### [WHAT YOU WILL DO]
Repeat the records below exactly.

begin EXTRACTED MATERIAL

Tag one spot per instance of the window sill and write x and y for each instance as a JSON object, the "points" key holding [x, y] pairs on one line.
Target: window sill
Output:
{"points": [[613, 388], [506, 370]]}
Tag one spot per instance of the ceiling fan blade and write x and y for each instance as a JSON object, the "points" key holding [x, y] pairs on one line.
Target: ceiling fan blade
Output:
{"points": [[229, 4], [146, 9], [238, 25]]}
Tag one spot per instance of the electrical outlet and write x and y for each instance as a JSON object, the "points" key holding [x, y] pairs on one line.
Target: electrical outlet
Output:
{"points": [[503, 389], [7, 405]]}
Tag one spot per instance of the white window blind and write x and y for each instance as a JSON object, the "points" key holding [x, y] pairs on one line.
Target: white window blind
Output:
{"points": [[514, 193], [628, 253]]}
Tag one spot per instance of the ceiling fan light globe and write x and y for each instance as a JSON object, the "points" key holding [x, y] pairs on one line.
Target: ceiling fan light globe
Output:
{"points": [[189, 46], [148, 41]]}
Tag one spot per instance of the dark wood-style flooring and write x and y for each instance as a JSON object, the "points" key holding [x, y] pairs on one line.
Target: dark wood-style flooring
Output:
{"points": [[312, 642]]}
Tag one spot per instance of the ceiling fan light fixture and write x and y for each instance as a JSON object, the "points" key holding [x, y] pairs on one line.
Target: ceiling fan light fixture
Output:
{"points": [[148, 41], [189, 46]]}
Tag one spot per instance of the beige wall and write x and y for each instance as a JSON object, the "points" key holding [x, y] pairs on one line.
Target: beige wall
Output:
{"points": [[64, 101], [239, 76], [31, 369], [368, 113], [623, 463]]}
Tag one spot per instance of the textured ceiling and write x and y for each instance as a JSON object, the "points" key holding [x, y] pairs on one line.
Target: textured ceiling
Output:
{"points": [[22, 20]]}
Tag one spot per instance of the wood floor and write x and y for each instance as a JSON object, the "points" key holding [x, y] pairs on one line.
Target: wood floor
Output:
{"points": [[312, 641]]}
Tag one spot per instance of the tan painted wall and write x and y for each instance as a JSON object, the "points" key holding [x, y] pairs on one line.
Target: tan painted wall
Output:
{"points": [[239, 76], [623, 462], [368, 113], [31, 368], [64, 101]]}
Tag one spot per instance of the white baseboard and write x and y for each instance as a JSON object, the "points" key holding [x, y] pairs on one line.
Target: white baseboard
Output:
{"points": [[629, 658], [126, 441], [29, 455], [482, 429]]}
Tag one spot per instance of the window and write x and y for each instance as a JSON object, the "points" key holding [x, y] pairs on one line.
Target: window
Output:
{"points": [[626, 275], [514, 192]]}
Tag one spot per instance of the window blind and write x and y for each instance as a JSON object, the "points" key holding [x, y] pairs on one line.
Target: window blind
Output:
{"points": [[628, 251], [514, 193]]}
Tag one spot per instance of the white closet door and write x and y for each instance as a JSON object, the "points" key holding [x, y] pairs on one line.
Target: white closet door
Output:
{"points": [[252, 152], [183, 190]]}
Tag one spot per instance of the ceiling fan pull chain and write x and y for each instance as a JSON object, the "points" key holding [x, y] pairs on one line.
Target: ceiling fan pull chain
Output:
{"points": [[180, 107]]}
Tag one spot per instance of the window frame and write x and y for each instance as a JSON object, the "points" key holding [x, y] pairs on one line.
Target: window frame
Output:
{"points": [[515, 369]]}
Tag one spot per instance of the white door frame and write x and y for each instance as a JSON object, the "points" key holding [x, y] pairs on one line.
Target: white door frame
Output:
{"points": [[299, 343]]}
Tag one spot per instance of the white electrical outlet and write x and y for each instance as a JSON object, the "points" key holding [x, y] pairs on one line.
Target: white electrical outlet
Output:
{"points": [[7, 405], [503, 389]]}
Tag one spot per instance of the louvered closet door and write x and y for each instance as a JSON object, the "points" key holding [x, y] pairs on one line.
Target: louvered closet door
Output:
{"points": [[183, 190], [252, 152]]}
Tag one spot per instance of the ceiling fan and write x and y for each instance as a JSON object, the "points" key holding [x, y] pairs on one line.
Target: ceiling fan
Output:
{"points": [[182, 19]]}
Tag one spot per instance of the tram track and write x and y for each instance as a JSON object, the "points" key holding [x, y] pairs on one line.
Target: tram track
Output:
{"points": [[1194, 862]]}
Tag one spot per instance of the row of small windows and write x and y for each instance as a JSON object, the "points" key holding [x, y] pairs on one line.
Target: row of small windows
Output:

end EXTRACTED MATERIAL

### [THE RESULT]
Tag one spot per instance of the window sill and write x and y for each instance as a JSON object, the "points" key holding [x, y] pairs on one line.
Target: window sill
Output:
{"points": [[613, 388], [506, 370]]}
Tag one spot per instance of the ceiling fan blade and write x and y for each instance as a JSON object, the "points" key holding [x, y] pairs on one line.
Target: ceiling fan blade
Output:
{"points": [[229, 4], [146, 9], [238, 25]]}
Tag one spot per instance of the electrical outlet and write x and y for each instance as a JSON object, the "points" key holding [x, y] pairs on one line.
Target: electrical outlet
Output:
{"points": [[503, 389], [7, 405]]}
Tag one spot per instance of the white window blind and write x and y for each instance as a JSON object, the "points" key holding [x, y] pairs on one line.
Target: white window blind
Output:
{"points": [[514, 193], [628, 253]]}
Tag one spot per instance of the ceiling fan light globe and write x and y for each instance as a JSON object, the "points" key holding [x, y] pairs on one line.
Target: ceiling fan light globe
Output:
{"points": [[189, 46], [148, 41]]}
Tag one spot per instance of the dark wood-style flooring and write x and y for each instance as a JSON object, the "points" key holding [x, y] pairs on one line.
Target: dark wood-style flooring
Output:
{"points": [[312, 642]]}
Tag one spot per instance of the ceiling fan light fixture and write x and y for each instance as a JSON object, the "points" key holding [x, y] pairs on one line.
Target: ceiling fan light fixture
Output:
{"points": [[148, 41], [189, 46]]}
Tag one spot per instance of the beige wall and write x and y for each instance as a JSON object, the "points" key holding [x, y] pairs on one line.
Target: beige wall
Output:
{"points": [[64, 101], [239, 76], [31, 369], [368, 113], [623, 463]]}
Tag one spot per instance of the textured ceiling and write x and y for each instance as a JSON object, the "points" key holding [x, y] pairs on one line.
Target: textured ceiling
Output:
{"points": [[22, 20]]}
Tag one spot per instance of the wood floor and write x and y for each instance as a JSON object, the "points" key holding [x, y] pairs on one line.
Target: wood floor
Output:
{"points": [[312, 641]]}
Tag one spot per instance of the tan painted wall and write x and y for each instance as a JSON object, the "points" key holding [x, y] pairs on one line.
Target: tan painted wall
Output:
{"points": [[239, 76], [623, 462], [368, 113], [31, 368], [64, 101]]}
Tag one spot per instance of the white baseboard and write x and y for each instance as a JSON object, the "points" key holding [x, y] pairs on one line.
Target: white baseboard
Output:
{"points": [[629, 658], [126, 441], [29, 455], [482, 429]]}
Tag one spot per instance of the window and write x and y for each instance as a JSON object, the "points" key holding [x, y] pairs on one line.
Target: window
Output:
{"points": [[626, 275], [514, 192]]}
Tag one spot per instance of the window blind and write x and y for each instance as a JSON object, the "points" key holding [x, y] pairs on one line.
Target: window blind
Output:
{"points": [[628, 251], [514, 193]]}
Tag one spot per instance of the white closet door and write x and y for each instance as a JSON object, the "points" key holding [x, y] pairs on one line.
Target: white closet door
Output:
{"points": [[252, 152], [183, 190]]}
Tag one spot per instance of the ceiling fan pull chain and write x and y for each instance as a JSON object, the "points" key holding [x, y] pairs on one line.
Target: ceiling fan pull chain
Output:
{"points": [[180, 107]]}
Tag one spot per instance of the window frame and write x and y for each instance as a JSON object, the "points" key holding [x, y] pairs on one line.
Target: window frame
Output:
{"points": [[515, 369]]}
Tag one spot per instance of the white door frame and write x and y for each instance as a JSON object, the "points" key holding [x, y] pairs on one line.
Target: white door frame
Output:
{"points": [[299, 343]]}
Tag one spot per instance of the white electrical outlet and write x and y for each instance as a JSON object, the "points" key holding [x, y] pairs on one line.
Target: white electrical outlet
Output:
{"points": [[7, 405], [503, 389]]}
Tag one spot per instance of the louvered closet door and write x and y for each instance as a JSON object, the "points" key holding [x, y] pairs on one line.
Target: louvered closet door
Output:
{"points": [[183, 190], [252, 152]]}
Tag one spot per instance of the ceiling fan and write x and y for each instance as a JSON object, the "points" key holding [x, y] pairs on one line.
Target: ceiling fan
Output:
{"points": [[182, 19]]}
Tag one spot per instance of the tram track and write x and y for each instance as a JSON object, the "points" key holding [x, y] pairs on one line.
Target: tram track
Output:
{"points": [[1194, 862]]}
Tag one spot per instance of the row of small windows and write x and y for each instance as a JSON object, the "points" key holding [x, y] pairs on one line.
Target: row of small windows
Output:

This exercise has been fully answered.